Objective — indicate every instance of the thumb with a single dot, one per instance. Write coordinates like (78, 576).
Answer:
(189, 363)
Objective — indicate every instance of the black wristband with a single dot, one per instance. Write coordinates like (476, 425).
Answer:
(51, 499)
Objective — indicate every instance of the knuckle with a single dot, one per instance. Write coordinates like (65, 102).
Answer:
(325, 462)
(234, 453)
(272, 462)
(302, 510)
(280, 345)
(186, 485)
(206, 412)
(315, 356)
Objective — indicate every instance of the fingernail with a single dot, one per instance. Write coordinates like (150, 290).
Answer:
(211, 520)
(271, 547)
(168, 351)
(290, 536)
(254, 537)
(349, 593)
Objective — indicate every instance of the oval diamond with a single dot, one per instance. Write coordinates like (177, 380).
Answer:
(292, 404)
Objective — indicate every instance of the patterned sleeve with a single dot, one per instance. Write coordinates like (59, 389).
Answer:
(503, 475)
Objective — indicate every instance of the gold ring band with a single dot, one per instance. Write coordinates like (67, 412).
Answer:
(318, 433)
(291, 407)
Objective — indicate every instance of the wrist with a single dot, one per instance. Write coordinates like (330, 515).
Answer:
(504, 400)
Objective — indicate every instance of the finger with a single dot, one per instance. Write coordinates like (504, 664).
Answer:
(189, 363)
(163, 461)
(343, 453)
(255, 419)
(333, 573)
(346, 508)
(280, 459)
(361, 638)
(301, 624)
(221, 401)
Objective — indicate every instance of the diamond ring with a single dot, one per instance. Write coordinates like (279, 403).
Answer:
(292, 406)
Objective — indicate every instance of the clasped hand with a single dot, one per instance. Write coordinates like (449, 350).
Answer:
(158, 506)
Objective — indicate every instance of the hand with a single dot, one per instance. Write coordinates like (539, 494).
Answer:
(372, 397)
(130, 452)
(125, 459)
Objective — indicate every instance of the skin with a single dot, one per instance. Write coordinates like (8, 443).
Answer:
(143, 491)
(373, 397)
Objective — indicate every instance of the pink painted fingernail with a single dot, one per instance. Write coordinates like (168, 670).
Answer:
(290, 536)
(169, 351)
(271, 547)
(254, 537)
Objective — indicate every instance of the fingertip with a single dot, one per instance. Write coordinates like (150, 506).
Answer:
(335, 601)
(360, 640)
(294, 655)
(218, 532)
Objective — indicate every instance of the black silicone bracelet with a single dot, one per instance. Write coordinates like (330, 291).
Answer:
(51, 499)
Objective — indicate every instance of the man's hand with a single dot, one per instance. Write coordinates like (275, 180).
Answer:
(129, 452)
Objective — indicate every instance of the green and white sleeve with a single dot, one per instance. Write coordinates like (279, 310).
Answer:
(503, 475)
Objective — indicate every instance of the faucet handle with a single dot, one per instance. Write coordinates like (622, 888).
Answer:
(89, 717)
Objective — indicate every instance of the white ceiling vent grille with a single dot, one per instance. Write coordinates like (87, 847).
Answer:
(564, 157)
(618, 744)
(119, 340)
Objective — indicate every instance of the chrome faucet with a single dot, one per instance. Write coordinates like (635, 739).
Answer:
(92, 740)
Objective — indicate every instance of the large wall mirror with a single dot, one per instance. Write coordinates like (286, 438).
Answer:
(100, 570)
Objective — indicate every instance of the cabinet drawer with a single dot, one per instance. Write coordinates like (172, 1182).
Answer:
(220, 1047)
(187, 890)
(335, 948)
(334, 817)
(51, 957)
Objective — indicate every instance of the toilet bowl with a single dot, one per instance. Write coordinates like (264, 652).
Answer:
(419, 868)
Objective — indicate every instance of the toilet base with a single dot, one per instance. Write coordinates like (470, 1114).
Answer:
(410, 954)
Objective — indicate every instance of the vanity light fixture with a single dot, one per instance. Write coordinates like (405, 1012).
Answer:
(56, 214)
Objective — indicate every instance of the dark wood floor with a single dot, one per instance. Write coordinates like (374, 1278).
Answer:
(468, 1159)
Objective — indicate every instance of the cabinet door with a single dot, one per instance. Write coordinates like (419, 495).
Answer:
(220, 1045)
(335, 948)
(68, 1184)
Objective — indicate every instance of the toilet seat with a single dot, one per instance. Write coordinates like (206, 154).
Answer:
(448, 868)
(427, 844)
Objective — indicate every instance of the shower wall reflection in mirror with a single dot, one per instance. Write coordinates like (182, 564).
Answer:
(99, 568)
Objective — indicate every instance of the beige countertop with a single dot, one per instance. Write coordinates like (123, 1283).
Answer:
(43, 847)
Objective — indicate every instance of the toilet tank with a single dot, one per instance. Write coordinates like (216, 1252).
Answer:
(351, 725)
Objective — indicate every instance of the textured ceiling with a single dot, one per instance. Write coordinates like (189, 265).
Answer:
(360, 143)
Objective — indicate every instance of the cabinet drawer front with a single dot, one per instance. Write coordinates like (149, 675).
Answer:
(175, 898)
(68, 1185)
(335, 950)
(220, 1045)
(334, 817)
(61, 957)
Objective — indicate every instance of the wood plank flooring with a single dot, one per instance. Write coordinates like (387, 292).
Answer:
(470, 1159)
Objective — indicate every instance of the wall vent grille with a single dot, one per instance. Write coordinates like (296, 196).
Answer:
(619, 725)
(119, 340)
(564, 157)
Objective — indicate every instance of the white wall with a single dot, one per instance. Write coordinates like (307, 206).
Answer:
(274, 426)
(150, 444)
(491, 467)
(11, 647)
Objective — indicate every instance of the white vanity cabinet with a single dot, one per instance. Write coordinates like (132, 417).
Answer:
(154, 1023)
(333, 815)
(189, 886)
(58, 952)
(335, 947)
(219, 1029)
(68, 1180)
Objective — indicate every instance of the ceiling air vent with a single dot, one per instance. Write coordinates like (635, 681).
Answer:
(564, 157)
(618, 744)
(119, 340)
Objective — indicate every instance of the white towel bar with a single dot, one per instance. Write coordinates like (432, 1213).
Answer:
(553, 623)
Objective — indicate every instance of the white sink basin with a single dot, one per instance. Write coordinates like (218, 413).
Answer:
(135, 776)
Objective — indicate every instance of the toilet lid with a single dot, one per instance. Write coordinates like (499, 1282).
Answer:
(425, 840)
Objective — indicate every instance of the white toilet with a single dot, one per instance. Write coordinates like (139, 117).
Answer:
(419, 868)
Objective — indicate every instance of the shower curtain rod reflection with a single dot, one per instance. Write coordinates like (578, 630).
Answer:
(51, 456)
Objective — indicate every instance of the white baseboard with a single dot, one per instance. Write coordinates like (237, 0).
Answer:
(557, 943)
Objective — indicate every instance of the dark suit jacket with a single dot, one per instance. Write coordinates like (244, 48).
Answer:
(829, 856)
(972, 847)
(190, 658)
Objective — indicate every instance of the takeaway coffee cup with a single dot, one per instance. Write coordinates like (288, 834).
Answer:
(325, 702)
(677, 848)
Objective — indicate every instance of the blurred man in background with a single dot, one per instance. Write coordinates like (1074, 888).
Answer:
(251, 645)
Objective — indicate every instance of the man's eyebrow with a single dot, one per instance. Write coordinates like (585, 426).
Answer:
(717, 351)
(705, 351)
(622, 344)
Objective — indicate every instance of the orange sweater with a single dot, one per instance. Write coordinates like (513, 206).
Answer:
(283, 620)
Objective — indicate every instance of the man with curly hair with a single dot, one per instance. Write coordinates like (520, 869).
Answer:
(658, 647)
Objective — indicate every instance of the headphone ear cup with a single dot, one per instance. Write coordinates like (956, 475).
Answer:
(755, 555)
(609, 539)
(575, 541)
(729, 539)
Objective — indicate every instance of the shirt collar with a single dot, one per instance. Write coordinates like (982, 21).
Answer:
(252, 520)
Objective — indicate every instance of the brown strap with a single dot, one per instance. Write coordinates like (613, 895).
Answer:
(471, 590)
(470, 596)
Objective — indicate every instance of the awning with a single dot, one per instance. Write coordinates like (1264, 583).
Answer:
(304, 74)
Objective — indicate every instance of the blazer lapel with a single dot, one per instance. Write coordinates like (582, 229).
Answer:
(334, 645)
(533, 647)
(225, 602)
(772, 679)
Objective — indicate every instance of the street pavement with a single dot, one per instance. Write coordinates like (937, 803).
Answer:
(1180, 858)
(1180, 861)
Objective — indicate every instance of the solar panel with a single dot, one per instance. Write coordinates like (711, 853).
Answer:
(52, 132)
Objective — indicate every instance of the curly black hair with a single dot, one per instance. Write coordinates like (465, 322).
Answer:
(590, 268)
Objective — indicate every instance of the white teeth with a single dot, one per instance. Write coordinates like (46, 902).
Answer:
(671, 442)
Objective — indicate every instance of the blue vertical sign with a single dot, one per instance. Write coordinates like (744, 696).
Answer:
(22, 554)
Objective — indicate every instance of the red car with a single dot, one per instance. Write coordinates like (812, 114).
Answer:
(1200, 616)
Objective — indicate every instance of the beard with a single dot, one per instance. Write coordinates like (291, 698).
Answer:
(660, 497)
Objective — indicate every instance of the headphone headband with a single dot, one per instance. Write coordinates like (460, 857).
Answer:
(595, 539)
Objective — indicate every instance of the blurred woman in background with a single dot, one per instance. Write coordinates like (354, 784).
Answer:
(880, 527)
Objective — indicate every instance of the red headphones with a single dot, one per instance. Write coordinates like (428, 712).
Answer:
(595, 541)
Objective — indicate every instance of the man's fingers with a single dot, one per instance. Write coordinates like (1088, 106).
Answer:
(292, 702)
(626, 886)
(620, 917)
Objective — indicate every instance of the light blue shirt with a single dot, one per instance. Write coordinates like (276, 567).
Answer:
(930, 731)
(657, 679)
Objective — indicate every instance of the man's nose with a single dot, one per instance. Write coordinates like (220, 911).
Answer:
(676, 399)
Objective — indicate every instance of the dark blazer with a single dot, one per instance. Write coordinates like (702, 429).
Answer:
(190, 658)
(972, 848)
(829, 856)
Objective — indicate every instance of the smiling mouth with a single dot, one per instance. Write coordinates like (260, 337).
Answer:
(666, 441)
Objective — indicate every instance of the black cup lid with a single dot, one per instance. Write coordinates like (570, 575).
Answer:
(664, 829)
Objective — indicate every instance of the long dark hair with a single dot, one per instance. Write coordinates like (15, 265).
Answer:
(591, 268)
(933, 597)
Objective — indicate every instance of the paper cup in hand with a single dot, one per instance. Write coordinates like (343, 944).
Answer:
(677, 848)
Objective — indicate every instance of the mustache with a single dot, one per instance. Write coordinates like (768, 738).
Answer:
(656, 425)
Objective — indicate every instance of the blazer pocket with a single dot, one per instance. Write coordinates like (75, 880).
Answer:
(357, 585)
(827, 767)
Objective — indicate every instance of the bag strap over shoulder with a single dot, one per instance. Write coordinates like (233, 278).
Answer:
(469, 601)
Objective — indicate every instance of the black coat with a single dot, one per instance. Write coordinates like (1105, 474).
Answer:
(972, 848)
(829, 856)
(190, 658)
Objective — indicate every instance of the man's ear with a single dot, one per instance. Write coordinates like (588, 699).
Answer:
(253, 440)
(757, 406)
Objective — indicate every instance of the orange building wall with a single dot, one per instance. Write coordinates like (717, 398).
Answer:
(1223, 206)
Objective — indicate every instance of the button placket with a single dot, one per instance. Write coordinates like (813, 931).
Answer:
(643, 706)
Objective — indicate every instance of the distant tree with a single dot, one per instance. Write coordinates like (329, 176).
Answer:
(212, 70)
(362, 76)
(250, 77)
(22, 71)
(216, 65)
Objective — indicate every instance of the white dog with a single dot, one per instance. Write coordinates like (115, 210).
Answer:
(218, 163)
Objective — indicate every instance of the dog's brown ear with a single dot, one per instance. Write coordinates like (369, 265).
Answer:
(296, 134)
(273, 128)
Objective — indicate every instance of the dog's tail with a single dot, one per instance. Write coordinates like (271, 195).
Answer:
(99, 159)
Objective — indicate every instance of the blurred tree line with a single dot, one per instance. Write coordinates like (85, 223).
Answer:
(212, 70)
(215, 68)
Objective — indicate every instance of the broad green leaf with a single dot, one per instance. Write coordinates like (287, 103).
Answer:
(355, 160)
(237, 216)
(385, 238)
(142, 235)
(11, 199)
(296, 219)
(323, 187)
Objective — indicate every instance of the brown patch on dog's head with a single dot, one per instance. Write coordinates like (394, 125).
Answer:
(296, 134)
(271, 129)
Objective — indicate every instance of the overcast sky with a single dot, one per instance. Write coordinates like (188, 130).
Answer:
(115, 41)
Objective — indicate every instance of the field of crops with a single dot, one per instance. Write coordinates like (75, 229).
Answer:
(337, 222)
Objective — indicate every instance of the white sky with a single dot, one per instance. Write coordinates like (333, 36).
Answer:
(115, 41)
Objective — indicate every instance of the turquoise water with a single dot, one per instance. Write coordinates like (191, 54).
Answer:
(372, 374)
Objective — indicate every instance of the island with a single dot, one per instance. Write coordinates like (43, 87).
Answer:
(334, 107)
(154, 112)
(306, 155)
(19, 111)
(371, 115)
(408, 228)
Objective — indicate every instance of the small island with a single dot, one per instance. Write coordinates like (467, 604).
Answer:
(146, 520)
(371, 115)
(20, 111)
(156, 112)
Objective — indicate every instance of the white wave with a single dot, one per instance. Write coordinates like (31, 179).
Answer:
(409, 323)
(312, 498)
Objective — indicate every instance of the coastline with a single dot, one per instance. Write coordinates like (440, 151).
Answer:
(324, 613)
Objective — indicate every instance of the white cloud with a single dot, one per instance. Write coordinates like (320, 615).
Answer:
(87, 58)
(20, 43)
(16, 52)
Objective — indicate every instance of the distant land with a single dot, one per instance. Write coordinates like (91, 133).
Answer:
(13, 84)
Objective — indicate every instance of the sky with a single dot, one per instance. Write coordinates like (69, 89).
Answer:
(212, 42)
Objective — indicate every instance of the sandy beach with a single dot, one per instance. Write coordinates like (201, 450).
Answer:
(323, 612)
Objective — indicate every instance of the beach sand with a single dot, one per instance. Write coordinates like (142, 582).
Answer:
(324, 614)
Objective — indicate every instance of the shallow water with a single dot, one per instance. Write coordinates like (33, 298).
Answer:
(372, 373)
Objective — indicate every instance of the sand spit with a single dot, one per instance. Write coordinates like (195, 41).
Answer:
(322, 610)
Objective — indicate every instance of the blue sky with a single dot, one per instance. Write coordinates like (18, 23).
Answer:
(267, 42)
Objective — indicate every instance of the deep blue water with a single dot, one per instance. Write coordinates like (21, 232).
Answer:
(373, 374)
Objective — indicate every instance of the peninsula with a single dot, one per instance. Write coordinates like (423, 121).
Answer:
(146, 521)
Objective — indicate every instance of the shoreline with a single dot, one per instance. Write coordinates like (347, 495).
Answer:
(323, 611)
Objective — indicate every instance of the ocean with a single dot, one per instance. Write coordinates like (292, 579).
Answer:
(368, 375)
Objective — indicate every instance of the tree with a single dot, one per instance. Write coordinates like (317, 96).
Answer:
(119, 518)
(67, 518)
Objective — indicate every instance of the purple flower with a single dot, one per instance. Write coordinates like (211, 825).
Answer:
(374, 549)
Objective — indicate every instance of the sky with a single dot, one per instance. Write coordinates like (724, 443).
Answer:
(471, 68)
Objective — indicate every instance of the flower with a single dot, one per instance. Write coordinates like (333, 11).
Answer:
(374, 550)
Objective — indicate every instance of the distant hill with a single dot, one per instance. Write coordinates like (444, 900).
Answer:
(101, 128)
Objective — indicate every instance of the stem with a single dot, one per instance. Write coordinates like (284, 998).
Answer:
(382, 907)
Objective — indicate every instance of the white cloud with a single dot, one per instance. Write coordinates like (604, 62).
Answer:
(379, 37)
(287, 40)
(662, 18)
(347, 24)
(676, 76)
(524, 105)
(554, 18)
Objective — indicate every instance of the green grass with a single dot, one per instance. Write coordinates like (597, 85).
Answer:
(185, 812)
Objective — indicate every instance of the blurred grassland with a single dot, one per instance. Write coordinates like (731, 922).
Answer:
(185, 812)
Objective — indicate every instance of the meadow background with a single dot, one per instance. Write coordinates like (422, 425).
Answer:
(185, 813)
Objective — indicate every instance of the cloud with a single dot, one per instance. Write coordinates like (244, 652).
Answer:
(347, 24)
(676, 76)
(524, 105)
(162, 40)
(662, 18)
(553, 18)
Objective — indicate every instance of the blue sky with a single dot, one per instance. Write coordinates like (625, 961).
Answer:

--- --- ---

Written problem → Give exactly the lines from the one with "Objective — indicate every instance of the blurred grassland" to the end of the entries, nothing before them.

Task answer →
Objective — indicate every instance of the blurred grassland with a single dot, one per instance. Write coordinates like (731, 922).
Answer:
(185, 812)
Objective — indicate every instance of the meadow background with a single dot, one per instance. Write coordinates like (422, 425).
Answer:
(185, 813)
Objective — indicate every instance of the cloud with a single dot, one per instance. Write coordinates like (244, 652).
Answer:
(347, 24)
(676, 76)
(524, 105)
(162, 40)
(662, 18)
(553, 18)
Objective — indicate every instance of the blue sky with a single dot, one per instance. Write coordinates like (625, 961).
Answer:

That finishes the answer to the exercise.